*Task goal:* Copy the stretch of data from the line containing "Note: identify the mottled" through the end of the data, with every line unchanged.

*Data for processing:*

━━━━━━━━

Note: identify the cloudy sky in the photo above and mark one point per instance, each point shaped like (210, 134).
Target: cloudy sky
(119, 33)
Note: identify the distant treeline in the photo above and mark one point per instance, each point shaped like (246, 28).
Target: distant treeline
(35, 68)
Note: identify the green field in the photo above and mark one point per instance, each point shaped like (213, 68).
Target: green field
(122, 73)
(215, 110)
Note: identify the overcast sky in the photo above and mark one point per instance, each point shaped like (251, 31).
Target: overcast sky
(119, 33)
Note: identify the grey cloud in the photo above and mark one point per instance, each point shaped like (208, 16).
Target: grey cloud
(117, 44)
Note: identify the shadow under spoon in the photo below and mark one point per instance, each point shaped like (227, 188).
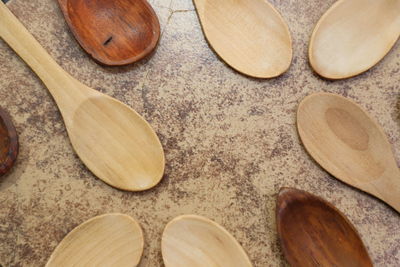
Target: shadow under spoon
(111, 139)
(106, 240)
(350, 145)
(314, 233)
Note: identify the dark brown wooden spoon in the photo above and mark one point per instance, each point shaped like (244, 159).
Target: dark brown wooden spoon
(314, 233)
(115, 33)
(8, 142)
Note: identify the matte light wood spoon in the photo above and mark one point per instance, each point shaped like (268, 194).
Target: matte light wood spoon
(113, 141)
(249, 35)
(195, 241)
(350, 145)
(353, 36)
(117, 32)
(8, 142)
(314, 233)
(106, 240)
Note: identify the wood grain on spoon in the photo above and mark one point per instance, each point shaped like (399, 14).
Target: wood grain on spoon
(249, 35)
(117, 32)
(353, 36)
(350, 145)
(113, 141)
(8, 142)
(195, 241)
(314, 233)
(106, 240)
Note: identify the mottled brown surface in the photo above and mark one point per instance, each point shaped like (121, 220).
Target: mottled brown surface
(230, 141)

━━━━━━━━

*Answer to this exercise:*
Note: identify the mottled brown surface in the photo above and mark one point per instance, each point shaped like (121, 220).
Target: mottled brown surface
(230, 141)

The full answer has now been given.